Exercise instructions: What is needed is an exact copy of the lines in the listing below, from the one with "Each <instance> block" up to and including the one with "positive clicks: (63, 75) (66, 85)", with no other lines.
BEGIN Data excerpts
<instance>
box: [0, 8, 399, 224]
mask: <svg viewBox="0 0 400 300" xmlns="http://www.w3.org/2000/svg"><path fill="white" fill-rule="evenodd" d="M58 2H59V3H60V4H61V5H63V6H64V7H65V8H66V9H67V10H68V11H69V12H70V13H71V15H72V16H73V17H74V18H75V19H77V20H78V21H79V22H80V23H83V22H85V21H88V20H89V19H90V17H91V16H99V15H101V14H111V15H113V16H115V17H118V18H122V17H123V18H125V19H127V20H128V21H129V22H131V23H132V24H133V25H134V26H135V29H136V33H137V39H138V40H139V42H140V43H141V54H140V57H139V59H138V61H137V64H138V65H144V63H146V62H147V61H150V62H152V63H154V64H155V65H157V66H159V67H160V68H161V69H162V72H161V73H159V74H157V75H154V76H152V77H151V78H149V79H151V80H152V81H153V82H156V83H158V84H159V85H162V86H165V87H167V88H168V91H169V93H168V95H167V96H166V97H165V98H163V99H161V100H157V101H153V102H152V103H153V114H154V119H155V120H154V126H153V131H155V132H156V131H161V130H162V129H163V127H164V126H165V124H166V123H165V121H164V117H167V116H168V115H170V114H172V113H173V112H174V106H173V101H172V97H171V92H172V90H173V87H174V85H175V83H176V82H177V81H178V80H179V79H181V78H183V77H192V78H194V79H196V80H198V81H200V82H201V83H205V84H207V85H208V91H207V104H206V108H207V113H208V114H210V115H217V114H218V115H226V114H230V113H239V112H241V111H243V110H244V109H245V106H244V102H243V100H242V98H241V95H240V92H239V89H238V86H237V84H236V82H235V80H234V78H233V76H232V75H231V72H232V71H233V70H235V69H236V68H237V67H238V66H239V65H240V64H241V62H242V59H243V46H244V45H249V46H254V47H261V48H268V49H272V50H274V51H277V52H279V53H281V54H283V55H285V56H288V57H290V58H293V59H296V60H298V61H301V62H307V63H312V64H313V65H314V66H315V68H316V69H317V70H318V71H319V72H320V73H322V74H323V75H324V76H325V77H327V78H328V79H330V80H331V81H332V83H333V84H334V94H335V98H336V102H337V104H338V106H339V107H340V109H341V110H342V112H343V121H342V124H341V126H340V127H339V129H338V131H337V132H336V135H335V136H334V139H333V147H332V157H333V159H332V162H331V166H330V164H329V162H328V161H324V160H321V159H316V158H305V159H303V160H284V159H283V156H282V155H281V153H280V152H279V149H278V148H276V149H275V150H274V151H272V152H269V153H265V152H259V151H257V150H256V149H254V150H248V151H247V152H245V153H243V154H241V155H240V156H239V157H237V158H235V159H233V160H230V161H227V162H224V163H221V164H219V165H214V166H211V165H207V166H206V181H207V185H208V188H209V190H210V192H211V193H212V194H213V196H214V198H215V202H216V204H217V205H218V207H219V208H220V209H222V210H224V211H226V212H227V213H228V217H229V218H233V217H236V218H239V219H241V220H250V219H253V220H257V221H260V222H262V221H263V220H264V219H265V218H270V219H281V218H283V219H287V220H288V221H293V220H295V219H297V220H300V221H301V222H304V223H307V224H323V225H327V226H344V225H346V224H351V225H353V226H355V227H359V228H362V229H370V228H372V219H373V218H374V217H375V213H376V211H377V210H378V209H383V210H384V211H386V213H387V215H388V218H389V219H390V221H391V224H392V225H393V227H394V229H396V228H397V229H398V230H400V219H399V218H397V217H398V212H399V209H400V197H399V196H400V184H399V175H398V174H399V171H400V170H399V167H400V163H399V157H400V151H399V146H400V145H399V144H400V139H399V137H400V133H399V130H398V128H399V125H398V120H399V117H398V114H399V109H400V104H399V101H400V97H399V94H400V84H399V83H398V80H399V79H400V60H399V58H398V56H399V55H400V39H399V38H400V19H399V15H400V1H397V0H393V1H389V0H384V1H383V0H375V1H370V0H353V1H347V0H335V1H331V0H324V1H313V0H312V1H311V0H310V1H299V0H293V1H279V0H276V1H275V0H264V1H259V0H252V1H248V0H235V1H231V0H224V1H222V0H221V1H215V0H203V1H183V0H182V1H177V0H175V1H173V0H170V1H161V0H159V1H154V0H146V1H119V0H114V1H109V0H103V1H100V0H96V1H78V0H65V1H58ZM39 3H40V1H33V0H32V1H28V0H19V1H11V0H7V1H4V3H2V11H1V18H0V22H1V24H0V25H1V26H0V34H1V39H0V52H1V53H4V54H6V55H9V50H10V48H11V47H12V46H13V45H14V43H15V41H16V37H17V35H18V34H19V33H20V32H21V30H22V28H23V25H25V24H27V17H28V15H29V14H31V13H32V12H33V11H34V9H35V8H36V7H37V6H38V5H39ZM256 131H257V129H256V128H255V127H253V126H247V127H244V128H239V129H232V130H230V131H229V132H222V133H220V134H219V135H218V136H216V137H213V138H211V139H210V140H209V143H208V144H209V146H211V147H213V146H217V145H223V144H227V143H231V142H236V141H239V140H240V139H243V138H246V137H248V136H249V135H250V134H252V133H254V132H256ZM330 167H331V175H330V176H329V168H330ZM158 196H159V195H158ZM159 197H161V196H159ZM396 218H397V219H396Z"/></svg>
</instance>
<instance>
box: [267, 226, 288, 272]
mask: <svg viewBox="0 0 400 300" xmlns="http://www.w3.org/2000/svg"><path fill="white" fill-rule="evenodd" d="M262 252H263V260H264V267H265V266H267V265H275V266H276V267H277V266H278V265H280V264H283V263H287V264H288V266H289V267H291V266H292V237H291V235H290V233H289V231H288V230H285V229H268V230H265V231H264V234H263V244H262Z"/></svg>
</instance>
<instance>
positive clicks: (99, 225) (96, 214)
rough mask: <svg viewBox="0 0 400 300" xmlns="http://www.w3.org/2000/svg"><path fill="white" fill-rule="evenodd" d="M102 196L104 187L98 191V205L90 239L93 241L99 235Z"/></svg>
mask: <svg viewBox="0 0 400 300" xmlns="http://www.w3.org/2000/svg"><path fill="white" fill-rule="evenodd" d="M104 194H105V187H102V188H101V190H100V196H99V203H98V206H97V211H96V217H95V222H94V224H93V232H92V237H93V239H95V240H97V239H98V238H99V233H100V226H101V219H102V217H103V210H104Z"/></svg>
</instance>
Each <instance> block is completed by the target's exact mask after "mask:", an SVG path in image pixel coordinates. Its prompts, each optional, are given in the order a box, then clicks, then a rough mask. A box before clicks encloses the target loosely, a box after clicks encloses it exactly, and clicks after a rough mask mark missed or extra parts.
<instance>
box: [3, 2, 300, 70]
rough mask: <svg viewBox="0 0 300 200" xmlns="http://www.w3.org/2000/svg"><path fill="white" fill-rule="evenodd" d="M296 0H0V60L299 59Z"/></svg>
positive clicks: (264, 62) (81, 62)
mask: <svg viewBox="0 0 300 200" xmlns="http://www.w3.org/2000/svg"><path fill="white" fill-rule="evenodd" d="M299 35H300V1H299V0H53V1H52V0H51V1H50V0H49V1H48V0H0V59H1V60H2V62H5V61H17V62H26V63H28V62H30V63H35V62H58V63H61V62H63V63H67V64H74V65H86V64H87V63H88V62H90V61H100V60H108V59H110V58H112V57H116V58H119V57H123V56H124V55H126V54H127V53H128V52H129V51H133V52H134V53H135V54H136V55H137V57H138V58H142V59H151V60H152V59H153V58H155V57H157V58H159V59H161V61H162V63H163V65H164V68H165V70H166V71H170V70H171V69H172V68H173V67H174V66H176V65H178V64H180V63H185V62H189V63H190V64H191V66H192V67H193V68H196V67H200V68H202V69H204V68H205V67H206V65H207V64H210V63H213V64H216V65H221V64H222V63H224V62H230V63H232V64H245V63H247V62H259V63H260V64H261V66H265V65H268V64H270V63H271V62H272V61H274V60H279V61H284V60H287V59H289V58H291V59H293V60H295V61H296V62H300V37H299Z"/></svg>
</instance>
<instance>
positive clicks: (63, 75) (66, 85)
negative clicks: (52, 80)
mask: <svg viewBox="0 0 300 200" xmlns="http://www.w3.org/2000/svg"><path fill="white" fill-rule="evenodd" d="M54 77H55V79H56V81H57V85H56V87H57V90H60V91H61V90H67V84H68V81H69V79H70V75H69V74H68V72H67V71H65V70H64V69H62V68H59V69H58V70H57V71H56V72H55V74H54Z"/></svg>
END Data excerpts
Solution below:
Each <instance> block is completed by the target's exact mask after "mask:", an SVG path in image pixel coordinates. Its prompts, each optional, are given in the order a box, then clicks, then a rough mask. A box before clicks encloses the target loosely, a box after clicks encloses it exactly, and clicks after a rough mask mark missed or extra parts.
<instance>
box: [3, 2, 300, 70]
rough mask: <svg viewBox="0 0 300 200" xmlns="http://www.w3.org/2000/svg"><path fill="white" fill-rule="evenodd" d="M296 0H0V60L299 59Z"/></svg>
positive clicks: (264, 62) (81, 62)
mask: <svg viewBox="0 0 300 200" xmlns="http://www.w3.org/2000/svg"><path fill="white" fill-rule="evenodd" d="M299 35H300V1H299V0H53V1H52V0H51V1H50V0H49V1H48V0H0V59H1V60H2V62H5V61H17V62H26V63H28V62H30V63H35V62H58V63H61V62H63V63H67V64H74V65H86V64H87V63H88V62H90V61H100V60H108V59H110V58H112V57H116V58H119V57H123V56H124V55H126V54H127V53H128V52H129V51H133V52H134V53H135V54H136V55H137V57H138V58H142V59H151V60H152V59H153V58H155V57H157V58H159V59H161V61H162V63H163V65H164V68H165V70H166V71H170V70H171V69H172V68H173V67H174V66H176V65H178V64H180V63H185V62H189V63H190V64H191V66H192V67H193V68H196V67H200V68H202V69H204V68H205V67H206V65H207V64H210V63H213V64H216V65H221V64H222V63H224V62H230V63H232V64H245V63H247V62H259V63H260V64H261V66H265V65H268V64H270V63H271V62H272V61H274V60H279V61H284V60H287V59H289V58H291V59H293V60H295V61H296V62H300V37H299Z"/></svg>
</instance>
<instance>
positive clicks: (63, 75) (66, 85)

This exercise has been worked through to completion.